### Passage given
####

Need for a Reusable Language Model
A reusable language model is crucial to address three main obstacles in extracting information from datasheets: data formats are inconsistent, design guidelines are given in natural language, and some data points are buried in the document body.
First, most electronic component manufacturers delegate the writing of a datasheet to the engineering team that designed the component in question. Coupled with often missing guidelines on naming and structuring, this practice results in highly inconsistent naming and data structuring across datasheets from different manufacturers or even different design teams in the same organisation. To be able to accurately identify and discern data entities in datasheets our system needs to have an abstract understanding of the meanings of each term. Semantic language models do just that by learning to represent text as an abstract embedding of its meaning. These representations can be employed to normalise data that uses different naming conventions.
Moreover, information is often only disclosed in paragraphs in free-form text such as descriptions of PCB layout constraints or required external components. Sophisticated language models can recognise and interpret such information in a way that enables the extraction of engineering constraints and functional details in a structured, machine-interpretable way.
Lastly, important functional information is often hidden in lists and paragraphs, often causing engineers to gloss over it unless they are specifically looking for that piece of data. It is important to be able to automatically recognise and extract these data fragments to enable our system to compile the required data about components. Entity recognition systems built on natural language models are applied with increasing success to carry out this exact task in other domains such as healthcare and finance.
Importance of reusability
Training modern language models, even from pre-trained generalist models, requires significant resources that can considerably drive up development costs. For this reason, it is important that the model we train is reusable and is applicable for many downstream tasks that might come up in understanding datasheets.
Transformers for Electronics Literature
Transformers are a class of natural language models that aim to build representations of phrases, sentences, and paragraphs and the relationships between them. These representations in turn can be used for other tasks such as entity recognition, question answering and semantic search. Transformers rely on a mechanism called attention that enables them to filter important information and understand connections between entities very efficiently, making them the most successful semantic language model yet. The intuition behind how transformers work has been explained by dozens of other sources such as this video explanation of the original paper by Google.
A wide range of transformer models are available from open-source repositories such as Google's popular BERT or the more recent transformer-XL with weights from pre-training on large corpora. After experimenting with these pre-trained models it became apparent quickly that they are not quite fit for the task at hand. These models are trained on sources such as Wikipedia articles and collections of novels resulting in models that capture semantic relationships well in everyday language. The issue is that datasheets are written in highly technical language often employing very specific terms and abbreviations.
To bring pre-trained general-purpose transformers to the electronics domain two strategies were employed: domain-specific preprocessing of text and fine-tuning pre-trained general language models on electronics literature such as textbooks, datasheets, and technical articles.
Domain-specific preprocessing involves a variety of steps, most importantly expanding common abbreviations and handling special entities such as units and quantities. Abbreviations are expanded by referring to a large curated index of common abbreviations used in electronics engineering. Special entities are replaced by special markers and are handled separately using multi-modal machine learning in downstream tasks.

####

### Items
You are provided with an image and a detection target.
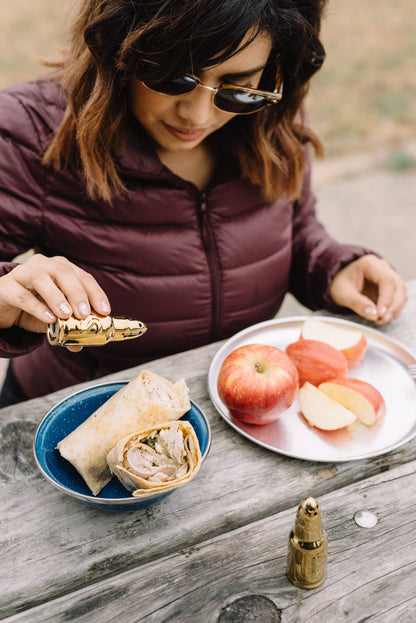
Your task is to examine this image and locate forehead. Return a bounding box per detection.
[206,32,272,75]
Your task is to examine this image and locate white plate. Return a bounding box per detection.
[208,316,416,462]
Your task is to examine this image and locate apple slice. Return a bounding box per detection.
[286,338,348,387]
[301,316,367,368]
[298,382,357,430]
[319,378,386,426]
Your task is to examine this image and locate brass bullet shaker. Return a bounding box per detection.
[287,497,328,588]
[46,314,147,346]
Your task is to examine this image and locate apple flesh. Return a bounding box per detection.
[301,317,367,368]
[217,344,299,425]
[298,382,357,430]
[318,378,386,426]
[286,338,348,387]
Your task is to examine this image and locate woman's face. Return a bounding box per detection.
[131,33,271,152]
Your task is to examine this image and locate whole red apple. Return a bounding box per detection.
[217,344,299,425]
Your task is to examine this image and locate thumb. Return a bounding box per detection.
[332,284,377,320]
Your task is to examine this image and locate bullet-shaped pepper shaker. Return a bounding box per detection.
[46,314,147,346]
[287,497,328,588]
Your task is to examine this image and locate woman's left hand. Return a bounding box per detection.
[329,255,407,325]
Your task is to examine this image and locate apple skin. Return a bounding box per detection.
[286,338,348,387]
[319,377,386,426]
[217,344,299,425]
[298,381,357,431]
[301,316,367,368]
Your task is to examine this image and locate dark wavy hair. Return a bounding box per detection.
[44,0,325,201]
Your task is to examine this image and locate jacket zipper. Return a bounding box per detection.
[198,192,221,342]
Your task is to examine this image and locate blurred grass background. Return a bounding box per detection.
[0,0,416,161]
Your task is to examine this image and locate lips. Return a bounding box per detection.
[163,123,206,142]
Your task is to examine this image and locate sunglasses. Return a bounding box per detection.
[136,60,283,115]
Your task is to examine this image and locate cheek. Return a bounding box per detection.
[130,80,172,125]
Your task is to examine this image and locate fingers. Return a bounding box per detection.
[0,280,56,333]
[330,255,407,325]
[15,256,110,322]
[375,279,407,325]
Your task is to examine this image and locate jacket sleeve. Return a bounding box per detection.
[0,91,46,357]
[289,149,377,312]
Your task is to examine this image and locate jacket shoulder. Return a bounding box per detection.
[0,79,66,152]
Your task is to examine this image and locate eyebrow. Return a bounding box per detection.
[221,65,266,80]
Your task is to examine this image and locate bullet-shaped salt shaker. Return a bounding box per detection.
[46,314,147,346]
[287,497,328,588]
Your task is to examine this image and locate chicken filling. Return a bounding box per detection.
[124,423,189,483]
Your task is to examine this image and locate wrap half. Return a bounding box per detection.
[107,420,201,497]
[57,370,191,495]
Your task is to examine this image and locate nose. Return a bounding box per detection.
[177,87,215,127]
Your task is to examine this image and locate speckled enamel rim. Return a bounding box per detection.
[33,380,212,506]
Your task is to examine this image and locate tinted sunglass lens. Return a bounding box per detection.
[214,89,267,114]
[142,76,197,95]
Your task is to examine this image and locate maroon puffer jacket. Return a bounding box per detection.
[0,80,367,397]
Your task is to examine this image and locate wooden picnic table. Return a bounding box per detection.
[0,280,416,623]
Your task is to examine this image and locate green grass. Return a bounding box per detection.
[0,0,416,156]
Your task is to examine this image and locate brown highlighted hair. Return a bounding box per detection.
[44,0,325,201]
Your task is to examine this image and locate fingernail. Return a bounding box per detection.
[43,311,56,322]
[59,303,72,316]
[101,301,111,314]
[78,303,90,318]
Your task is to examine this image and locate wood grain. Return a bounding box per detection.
[6,461,416,623]
[0,281,416,623]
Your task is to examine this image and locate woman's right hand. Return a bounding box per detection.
[0,254,110,333]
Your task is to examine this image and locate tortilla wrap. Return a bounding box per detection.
[57,370,191,495]
[107,420,201,497]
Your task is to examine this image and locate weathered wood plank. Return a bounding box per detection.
[0,281,416,617]
[7,461,416,623]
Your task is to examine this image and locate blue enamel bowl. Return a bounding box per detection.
[33,381,211,511]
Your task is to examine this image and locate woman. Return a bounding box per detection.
[0,0,406,404]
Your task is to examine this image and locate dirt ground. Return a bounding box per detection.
[0,0,416,382]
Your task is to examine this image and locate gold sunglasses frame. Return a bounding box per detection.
[139,59,283,115]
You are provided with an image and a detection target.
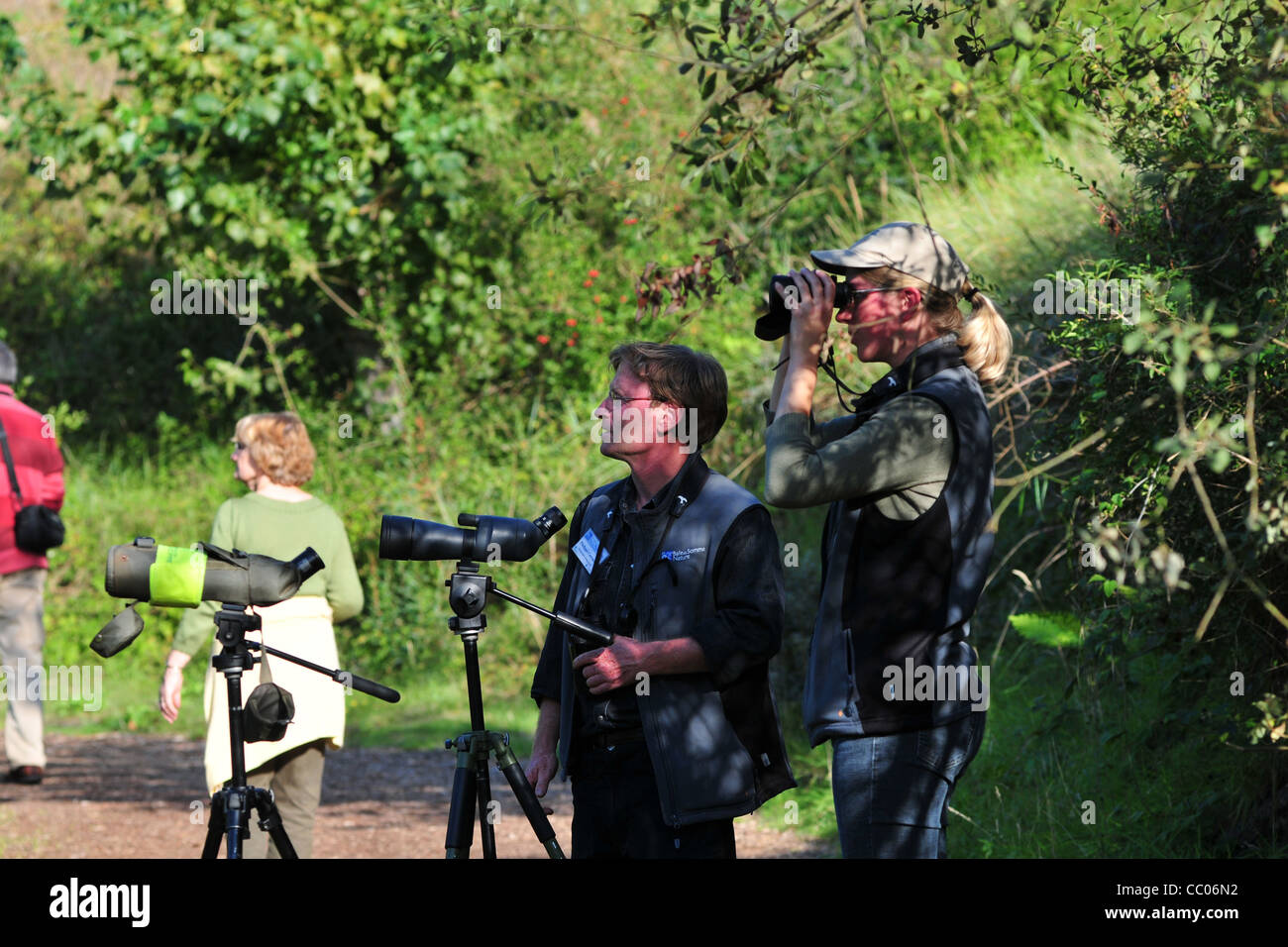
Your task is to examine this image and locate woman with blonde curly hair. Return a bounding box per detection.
[765,223,1012,858]
[160,412,364,858]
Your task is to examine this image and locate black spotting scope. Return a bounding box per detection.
[89,536,325,657]
[103,536,325,608]
[380,506,568,562]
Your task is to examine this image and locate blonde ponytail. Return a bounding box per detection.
[957,281,1012,384]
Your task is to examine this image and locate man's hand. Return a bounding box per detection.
[572,635,653,694]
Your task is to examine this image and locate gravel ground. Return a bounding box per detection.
[0,733,837,858]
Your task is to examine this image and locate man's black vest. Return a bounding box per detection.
[805,336,995,746]
[559,458,796,826]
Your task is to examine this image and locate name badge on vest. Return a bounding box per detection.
[572,530,599,573]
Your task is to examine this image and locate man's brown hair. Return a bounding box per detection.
[608,342,729,447]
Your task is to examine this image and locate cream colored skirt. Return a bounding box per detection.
[206,595,344,793]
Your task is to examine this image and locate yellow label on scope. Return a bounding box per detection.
[149,545,206,608]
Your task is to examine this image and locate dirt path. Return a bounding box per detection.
[0,733,833,858]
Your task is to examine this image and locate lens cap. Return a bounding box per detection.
[242,683,295,743]
[89,603,143,657]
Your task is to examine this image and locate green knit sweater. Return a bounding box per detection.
[174,493,362,655]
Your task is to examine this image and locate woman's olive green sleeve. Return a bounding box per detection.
[765,393,956,507]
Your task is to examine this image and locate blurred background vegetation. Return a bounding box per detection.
[0,0,1288,857]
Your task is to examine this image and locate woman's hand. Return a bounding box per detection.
[158,651,190,723]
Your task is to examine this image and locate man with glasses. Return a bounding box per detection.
[528,343,795,858]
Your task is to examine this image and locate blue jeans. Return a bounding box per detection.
[832,711,986,858]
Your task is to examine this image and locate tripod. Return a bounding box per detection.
[445,559,613,858]
[201,601,400,858]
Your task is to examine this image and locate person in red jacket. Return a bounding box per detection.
[0,343,63,784]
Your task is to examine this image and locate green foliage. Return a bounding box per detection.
[1012,612,1082,648]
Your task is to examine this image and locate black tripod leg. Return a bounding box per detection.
[472,733,496,858]
[248,786,299,858]
[492,741,564,858]
[201,793,224,858]
[223,788,250,858]
[447,749,476,858]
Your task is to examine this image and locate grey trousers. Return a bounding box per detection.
[242,740,326,858]
[0,569,49,768]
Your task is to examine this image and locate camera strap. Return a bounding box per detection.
[0,421,22,509]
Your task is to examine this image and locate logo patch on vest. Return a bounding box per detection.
[572,530,599,573]
[661,546,707,562]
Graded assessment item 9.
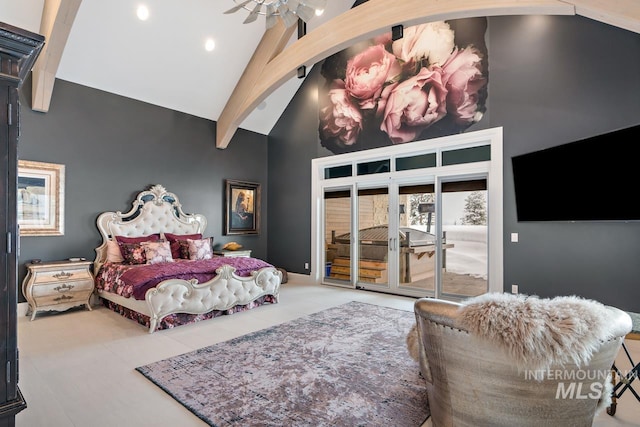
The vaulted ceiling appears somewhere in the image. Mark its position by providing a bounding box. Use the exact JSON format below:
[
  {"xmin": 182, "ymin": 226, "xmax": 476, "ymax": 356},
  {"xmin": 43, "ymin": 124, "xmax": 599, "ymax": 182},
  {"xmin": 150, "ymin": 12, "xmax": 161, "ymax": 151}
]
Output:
[{"xmin": 0, "ymin": 0, "xmax": 640, "ymax": 148}]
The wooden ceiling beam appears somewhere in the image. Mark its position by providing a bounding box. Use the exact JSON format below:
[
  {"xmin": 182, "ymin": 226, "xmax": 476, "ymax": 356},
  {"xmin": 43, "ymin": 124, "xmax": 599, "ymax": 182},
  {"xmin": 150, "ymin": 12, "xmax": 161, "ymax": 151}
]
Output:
[
  {"xmin": 216, "ymin": 0, "xmax": 640, "ymax": 148},
  {"xmin": 563, "ymin": 0, "xmax": 640, "ymax": 33},
  {"xmin": 31, "ymin": 0, "xmax": 82, "ymax": 113},
  {"xmin": 216, "ymin": 19, "xmax": 297, "ymax": 148}
]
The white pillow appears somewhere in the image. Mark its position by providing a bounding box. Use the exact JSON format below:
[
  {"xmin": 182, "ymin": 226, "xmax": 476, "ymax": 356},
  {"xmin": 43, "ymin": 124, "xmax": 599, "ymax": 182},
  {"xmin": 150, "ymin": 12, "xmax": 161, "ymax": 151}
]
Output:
[
  {"xmin": 187, "ymin": 238, "xmax": 213, "ymax": 260},
  {"xmin": 140, "ymin": 241, "xmax": 173, "ymax": 264},
  {"xmin": 107, "ymin": 239, "xmax": 124, "ymax": 262}
]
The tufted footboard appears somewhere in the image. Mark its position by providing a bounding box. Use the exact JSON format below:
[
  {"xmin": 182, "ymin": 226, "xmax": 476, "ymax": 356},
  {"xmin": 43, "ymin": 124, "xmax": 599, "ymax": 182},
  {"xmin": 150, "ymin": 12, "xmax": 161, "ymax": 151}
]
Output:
[{"xmin": 145, "ymin": 265, "xmax": 282, "ymax": 333}]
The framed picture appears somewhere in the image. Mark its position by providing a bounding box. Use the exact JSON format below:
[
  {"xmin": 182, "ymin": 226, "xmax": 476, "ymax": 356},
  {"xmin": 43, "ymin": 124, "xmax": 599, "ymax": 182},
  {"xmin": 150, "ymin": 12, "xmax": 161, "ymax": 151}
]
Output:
[
  {"xmin": 225, "ymin": 179, "xmax": 260, "ymax": 235},
  {"xmin": 17, "ymin": 160, "xmax": 64, "ymax": 236}
]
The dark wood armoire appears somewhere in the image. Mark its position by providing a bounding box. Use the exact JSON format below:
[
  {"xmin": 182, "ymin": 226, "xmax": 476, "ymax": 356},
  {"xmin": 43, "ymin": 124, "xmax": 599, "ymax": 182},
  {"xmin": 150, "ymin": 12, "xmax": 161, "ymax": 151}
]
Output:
[{"xmin": 0, "ymin": 22, "xmax": 44, "ymax": 427}]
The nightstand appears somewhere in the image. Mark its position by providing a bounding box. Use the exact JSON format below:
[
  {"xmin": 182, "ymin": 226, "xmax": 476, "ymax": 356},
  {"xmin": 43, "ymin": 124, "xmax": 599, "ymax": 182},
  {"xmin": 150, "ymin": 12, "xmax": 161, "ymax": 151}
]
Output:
[
  {"xmin": 22, "ymin": 261, "xmax": 94, "ymax": 320},
  {"xmin": 213, "ymin": 249, "xmax": 251, "ymax": 257}
]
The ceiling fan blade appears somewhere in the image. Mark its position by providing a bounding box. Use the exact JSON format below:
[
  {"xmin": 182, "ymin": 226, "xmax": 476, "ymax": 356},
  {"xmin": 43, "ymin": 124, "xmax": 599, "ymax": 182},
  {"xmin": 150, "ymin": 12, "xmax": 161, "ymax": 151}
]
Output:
[
  {"xmin": 224, "ymin": 0, "xmax": 253, "ymax": 14},
  {"xmin": 280, "ymin": 9, "xmax": 298, "ymax": 28},
  {"xmin": 296, "ymin": 4, "xmax": 316, "ymax": 22},
  {"xmin": 300, "ymin": 0, "xmax": 327, "ymax": 10},
  {"xmin": 266, "ymin": 3, "xmax": 278, "ymax": 30},
  {"xmin": 242, "ymin": 2, "xmax": 262, "ymax": 24}
]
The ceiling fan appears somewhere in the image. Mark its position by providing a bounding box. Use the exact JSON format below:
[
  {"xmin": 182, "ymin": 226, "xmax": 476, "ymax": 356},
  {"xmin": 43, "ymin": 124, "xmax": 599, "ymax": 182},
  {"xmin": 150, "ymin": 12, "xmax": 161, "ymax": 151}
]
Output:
[{"xmin": 224, "ymin": 0, "xmax": 327, "ymax": 29}]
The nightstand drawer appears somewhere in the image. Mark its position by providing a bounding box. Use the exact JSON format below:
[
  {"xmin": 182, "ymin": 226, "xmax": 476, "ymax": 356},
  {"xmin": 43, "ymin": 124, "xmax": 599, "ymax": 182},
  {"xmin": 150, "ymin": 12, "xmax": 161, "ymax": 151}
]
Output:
[
  {"xmin": 31, "ymin": 280, "xmax": 93, "ymax": 298},
  {"xmin": 22, "ymin": 260, "xmax": 94, "ymax": 320},
  {"xmin": 36, "ymin": 292, "xmax": 91, "ymax": 308},
  {"xmin": 33, "ymin": 269, "xmax": 93, "ymax": 283}
]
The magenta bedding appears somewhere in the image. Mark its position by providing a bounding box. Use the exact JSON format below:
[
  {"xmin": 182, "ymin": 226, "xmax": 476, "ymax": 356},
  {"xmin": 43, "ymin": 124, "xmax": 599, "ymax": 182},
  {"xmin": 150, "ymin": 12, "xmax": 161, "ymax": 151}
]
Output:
[{"xmin": 95, "ymin": 257, "xmax": 273, "ymax": 300}]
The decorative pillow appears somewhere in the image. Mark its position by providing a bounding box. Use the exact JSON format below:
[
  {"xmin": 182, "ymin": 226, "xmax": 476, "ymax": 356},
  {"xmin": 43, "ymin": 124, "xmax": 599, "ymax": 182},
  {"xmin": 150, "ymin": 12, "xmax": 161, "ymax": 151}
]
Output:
[
  {"xmin": 114, "ymin": 234, "xmax": 160, "ymax": 264},
  {"xmin": 187, "ymin": 238, "xmax": 213, "ymax": 260},
  {"xmin": 107, "ymin": 240, "xmax": 124, "ymax": 262},
  {"xmin": 115, "ymin": 234, "xmax": 160, "ymax": 243},
  {"xmin": 176, "ymin": 240, "xmax": 189, "ymax": 259},
  {"xmin": 120, "ymin": 243, "xmax": 147, "ymax": 264},
  {"xmin": 140, "ymin": 242, "xmax": 173, "ymax": 264},
  {"xmin": 164, "ymin": 233, "xmax": 202, "ymax": 259}
]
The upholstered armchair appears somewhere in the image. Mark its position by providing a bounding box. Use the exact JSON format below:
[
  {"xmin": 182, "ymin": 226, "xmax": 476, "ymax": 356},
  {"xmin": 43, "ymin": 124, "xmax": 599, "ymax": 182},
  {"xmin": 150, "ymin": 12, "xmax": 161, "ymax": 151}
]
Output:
[{"xmin": 407, "ymin": 294, "xmax": 631, "ymax": 427}]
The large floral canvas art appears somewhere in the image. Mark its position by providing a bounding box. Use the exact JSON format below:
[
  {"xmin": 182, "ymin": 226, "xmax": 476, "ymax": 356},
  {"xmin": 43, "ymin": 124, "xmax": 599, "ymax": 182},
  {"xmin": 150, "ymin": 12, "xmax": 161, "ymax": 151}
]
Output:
[{"xmin": 319, "ymin": 18, "xmax": 488, "ymax": 154}]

####

Resume the passage on language models for reading electronics datasheets, continuing from its final sentence.

Fine-tuning Transformers on Electronics Literature
As a starting point for fine-tuning on electronics literature, we are using pre-trained transformer models. These models are freely and publicly available enabling sophisticated language systems to be developed without the time and financial burdens of running long training processes. As automating datasheet understanding requires domain-literate models, we fine-tuned models following the general training strategy outlined below.
The goal of this fine-tuning is to allow the model to better understand the context of domain-specific text. For example, we would ideally like the word “resistor” to be more closely aligned with the word “ohm” than the word “amp”. A typical approach to training domain-specific language models may involve using publicly available pre-trained weights and fine-tuning on supervised examples, i.e. with human-annotated data. This supervised fine-tuning of a public model would normally be adequate for most tasks, however, manually collecting supervised training samples can be expensive and time-consuming. To address the lack of supervised samples we trained our language models in an unsupervised manner using electronics literature we have collected and curated to be a clean and representative sample of the type of text our tools might encounter in datasheets.
Specifically, we experimented with two approaches: the first using Masked Language Modelling (MLM) as popularised by BERT, the second using Transformer-based Denoising AutoEncoder (TSDAE) as proposed by Wang et al. Both of these techniques involve taking a noisy text sequence as input to the model with the objective of reproducing the original non-noisy sequence correctly. MLM is the method used to train popular models such as BERT, it involves masking out random words in sentences and optimising the model to correctly predict the unmasked sentence, thus teaching the model language structure and contextual dependencies.
TSDAE is similar to MLM but trains models to generate descriptive whole sentence embeddings by introducing pooling before the decoding stage. Pooling transforms all input sequences into a single embedding regardless of the original length of the text. This forces the encoder to generate an accurate and descriptive singular embedding of the whole sequence which the decoder can use to reproduce the non-noisy text from. For supervised training, we only use the encoder and pooling layers to generate high-quality domain-specific sentence embeddings.
To compare the performance of MLM and TSDAE pretraining we present results from a recent project in which we used a language model to read a non-standardised textual description of an electrical parameter from an external source and identify the most appropriate standardised parameter in our internal database.
To compare performance we use a DistilBert model (a lightweight version of BERT) as a baseline. Among others, we used accuracy, precision and area under the ROC (Receiver Operating Characteristic) curve to evaluate the various language models on this task.
Our DistilBert baseline which has no electronics literature training scores 90.80% accuracy on this particular task. We found that both MLM and TSDAE increased performance, however, TSDAE clearly outperforms both the baseline and MLM on total accuracy, consistently with the results reported in the TSDAE paper.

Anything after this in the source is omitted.